> Requests:
1 > Retype the part of the statues essay that opens with the words containing "It is true that" and closes with "expensive rust-resistant alloys.".
2 > From the statues essay, list every substitute it proposes for learning history by walking past statues.

-- start Text section --

The old argument goes like this: If we take down the statues of Confederate soldiers and their leaders, then we will have to take down statues of the founding fathers like Washington and Jefferson who were slave owners, and then we will have to take down the statues of anyone who was a racist or merely a misogynist, and then where will it end? If we carry on like that, eventually we will have no public statues left.

Wow. Talk about some white-people problems.  

There is a long list of things that we are going to have to give up—and it’s about time—if we are actually serious this time around about purging racism and white privilege, and sexism, while we’re at it, out of our national culture. But “statues of ancient dudes in public places” is so far down on my list of things society will miss when they’re gone that I can’t even read it from here. Trust me, if all the statues came down tomorrow, we would survive as a nation. I sure hope so, because if something as unimportant as the public enshrinement of notable dead people is a make-or-break part of the deal, then we’re in even more trouble than we imagine.

Before you get too excited, be assured that I do not object to the harboring of effigies of once-living men (most of them do seem to be men) or women in private. I don’t really care what kind of tendentious art or graven images you choose to enshrine in the confines of your own home; you’re the ones who have to try to digest your dinners there. And if anyone wants to claim a removed statue and relocate it in a museum to commemorate a time when we valued all the wrong things, be my guest. But bewailing their eventual absence from public places, historic or otherwise, is a complaint whose time has come and gone.

It is true that when we take them down, all those people whose sole method of learning history is walking past statues of “great” men, looking up and then looking down again if there’s enough time on the tour schedule to read an inscription, will have to find another way of learning history. One obvious substitute might be tuning in The History Channel. Or they might try watching a Quentin Tarantino movie; that’s always some eyebrow-and-hair-raising fun. A more esoteric approach would be to read a few books. I realize that reading books can be a tedious and time-consuming way of learning history, but it has been proven effective over time and it doesn’t require the smelting and casting of expensive rust-resistant alloys.

-- end Text section --
-- start Dataset content --

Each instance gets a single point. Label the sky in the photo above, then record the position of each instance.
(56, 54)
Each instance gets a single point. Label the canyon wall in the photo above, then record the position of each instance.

-- end Dataset content --

> Final answers:
1 >
It is true that when we take them down, all those people whose sole method of learning history is walking past statues of “great” men, looking up and then looking down again if there’s enough time on the tour schedule to read an inscription, will have to find another way of learning history. One obvious substitute might be tuning in The History Channel. Or they might try watching a Quentin Tarantino movie; that’s always some eyebrow-and-hair-raising fun. A more esoteric approach would be to read a few books. I realize that reading books can be a tedious and time-consuming way of learning history, but it has been proven effective over time and it doesn’t require the smelting and casting of expensive rust-resistant alloys.

2 >
- Tuning in The History Channel
- Watching a Quentin Tarantino movie
- Reading a few books